Requirements =>
Swap "white road line" for "painted lane marking" in the lines from the line with "Task: pin the white road" to the line with "point(821, 303)", and write those lines out again with everything else unchanged.

Point annotation dataset entries:
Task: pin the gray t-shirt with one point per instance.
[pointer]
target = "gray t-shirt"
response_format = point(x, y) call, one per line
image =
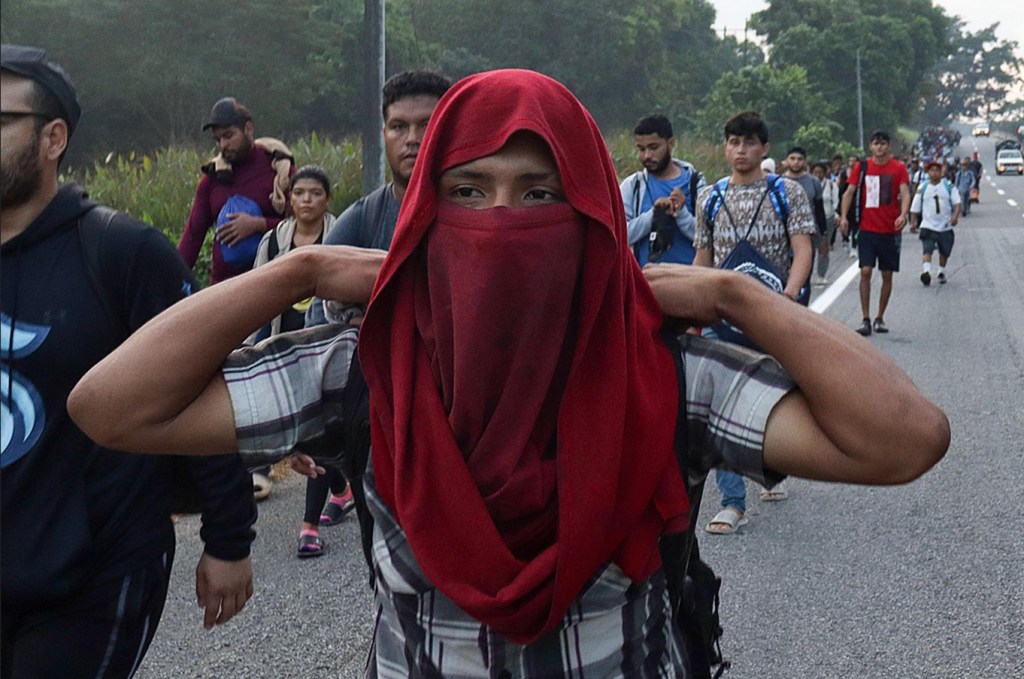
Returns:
point(768, 235)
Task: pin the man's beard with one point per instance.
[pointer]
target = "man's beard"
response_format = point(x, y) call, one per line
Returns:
point(22, 176)
point(241, 154)
point(660, 166)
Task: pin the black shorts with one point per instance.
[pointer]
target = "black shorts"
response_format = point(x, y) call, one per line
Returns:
point(879, 248)
point(942, 240)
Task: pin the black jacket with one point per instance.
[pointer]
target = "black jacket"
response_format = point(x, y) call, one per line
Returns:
point(73, 511)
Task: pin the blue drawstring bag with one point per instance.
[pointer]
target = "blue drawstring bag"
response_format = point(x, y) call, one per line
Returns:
point(242, 254)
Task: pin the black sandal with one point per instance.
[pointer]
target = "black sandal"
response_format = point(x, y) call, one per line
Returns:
point(310, 546)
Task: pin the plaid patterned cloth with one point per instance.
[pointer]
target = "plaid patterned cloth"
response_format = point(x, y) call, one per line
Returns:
point(286, 394)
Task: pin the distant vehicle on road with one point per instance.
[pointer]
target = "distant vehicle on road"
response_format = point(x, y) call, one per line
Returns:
point(1010, 161)
point(1007, 143)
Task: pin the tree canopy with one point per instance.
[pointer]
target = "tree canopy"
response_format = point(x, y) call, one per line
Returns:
point(147, 71)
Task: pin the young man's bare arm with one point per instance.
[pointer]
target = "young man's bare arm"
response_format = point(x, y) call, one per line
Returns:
point(162, 390)
point(803, 258)
point(856, 416)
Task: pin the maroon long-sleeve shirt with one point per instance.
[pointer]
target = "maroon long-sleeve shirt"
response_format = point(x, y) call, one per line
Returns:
point(253, 178)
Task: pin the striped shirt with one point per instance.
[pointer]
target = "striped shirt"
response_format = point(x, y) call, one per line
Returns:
point(286, 393)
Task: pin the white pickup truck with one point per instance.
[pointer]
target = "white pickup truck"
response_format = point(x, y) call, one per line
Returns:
point(1010, 161)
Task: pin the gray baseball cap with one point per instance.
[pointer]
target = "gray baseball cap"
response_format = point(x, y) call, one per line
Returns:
point(31, 62)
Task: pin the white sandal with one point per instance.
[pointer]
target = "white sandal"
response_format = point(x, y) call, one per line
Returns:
point(726, 521)
point(776, 493)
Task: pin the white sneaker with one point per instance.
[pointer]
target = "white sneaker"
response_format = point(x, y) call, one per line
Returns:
point(261, 486)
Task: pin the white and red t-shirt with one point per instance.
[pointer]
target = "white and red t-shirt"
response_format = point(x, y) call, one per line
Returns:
point(880, 200)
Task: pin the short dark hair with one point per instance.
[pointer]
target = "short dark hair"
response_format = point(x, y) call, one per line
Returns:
point(654, 124)
point(413, 83)
point(43, 102)
point(314, 172)
point(747, 124)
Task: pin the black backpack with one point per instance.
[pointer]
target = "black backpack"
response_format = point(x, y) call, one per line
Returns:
point(692, 585)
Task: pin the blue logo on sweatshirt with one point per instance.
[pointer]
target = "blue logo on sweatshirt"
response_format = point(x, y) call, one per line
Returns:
point(22, 414)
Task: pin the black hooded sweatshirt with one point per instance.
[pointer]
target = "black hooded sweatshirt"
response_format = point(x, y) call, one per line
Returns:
point(73, 512)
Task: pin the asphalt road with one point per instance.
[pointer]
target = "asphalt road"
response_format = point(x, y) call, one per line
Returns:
point(920, 581)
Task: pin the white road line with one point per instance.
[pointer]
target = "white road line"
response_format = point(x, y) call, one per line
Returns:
point(821, 303)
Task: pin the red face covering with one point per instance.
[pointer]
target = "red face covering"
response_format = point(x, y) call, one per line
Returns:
point(522, 405)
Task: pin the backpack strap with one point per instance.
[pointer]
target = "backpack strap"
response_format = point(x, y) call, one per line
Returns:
point(860, 188)
point(108, 276)
point(691, 584)
point(779, 201)
point(715, 201)
point(694, 180)
point(636, 194)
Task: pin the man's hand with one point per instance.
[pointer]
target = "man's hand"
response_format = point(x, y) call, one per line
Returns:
point(305, 465)
point(240, 225)
point(222, 588)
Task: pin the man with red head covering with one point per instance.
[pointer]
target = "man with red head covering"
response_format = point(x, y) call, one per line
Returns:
point(513, 354)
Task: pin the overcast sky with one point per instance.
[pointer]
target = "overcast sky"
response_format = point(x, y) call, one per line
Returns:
point(978, 14)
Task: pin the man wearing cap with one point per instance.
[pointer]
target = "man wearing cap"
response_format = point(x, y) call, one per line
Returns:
point(965, 180)
point(256, 171)
point(796, 169)
point(935, 210)
point(883, 207)
point(86, 535)
point(660, 199)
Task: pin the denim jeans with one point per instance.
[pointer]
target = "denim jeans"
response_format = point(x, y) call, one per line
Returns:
point(732, 487)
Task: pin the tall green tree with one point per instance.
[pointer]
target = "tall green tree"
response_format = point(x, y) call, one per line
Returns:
point(782, 96)
point(975, 79)
point(899, 43)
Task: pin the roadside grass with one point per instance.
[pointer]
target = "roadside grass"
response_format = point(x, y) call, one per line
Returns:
point(158, 187)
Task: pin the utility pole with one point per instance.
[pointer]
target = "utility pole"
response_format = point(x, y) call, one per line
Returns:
point(860, 104)
point(373, 80)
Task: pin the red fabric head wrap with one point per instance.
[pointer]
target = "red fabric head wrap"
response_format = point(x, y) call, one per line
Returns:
point(520, 452)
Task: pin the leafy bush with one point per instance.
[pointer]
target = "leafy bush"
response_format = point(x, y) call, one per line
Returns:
point(158, 188)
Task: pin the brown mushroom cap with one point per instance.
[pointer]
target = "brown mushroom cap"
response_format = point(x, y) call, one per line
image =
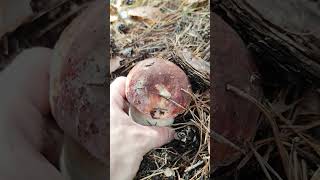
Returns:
point(155, 87)
point(78, 73)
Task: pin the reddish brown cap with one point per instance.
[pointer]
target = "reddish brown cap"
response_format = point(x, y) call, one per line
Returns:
point(155, 87)
point(78, 70)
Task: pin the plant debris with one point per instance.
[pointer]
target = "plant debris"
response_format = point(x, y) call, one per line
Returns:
point(172, 27)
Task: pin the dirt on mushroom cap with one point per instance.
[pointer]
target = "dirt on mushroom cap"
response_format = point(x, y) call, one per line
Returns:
point(157, 87)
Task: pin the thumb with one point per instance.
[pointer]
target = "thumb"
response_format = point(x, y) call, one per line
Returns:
point(160, 136)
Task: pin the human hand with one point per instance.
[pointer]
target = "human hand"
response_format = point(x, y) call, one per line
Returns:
point(129, 141)
point(24, 103)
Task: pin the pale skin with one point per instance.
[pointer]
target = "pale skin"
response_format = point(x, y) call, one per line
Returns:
point(23, 103)
point(125, 158)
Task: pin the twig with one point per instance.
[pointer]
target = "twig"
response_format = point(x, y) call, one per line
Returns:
point(275, 130)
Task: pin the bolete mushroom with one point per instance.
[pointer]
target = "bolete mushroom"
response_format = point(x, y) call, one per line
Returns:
point(157, 91)
point(78, 94)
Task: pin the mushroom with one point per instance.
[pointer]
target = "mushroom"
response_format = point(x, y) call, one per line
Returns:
point(78, 94)
point(157, 91)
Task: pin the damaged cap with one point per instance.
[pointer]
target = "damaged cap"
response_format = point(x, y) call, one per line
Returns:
point(156, 90)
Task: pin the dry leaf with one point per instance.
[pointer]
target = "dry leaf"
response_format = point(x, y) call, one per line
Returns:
point(196, 62)
point(146, 14)
point(115, 63)
point(195, 2)
point(13, 13)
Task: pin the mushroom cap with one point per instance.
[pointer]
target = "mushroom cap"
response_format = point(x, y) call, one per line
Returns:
point(78, 72)
point(155, 87)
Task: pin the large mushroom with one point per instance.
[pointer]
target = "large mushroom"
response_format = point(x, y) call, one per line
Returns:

Written response =>
Task: pin the painted lane marking with one point per instance.
[pointer]
target = "painted lane marking"
response_format = point(x, y) call, one per line
Returns:
point(821, 303)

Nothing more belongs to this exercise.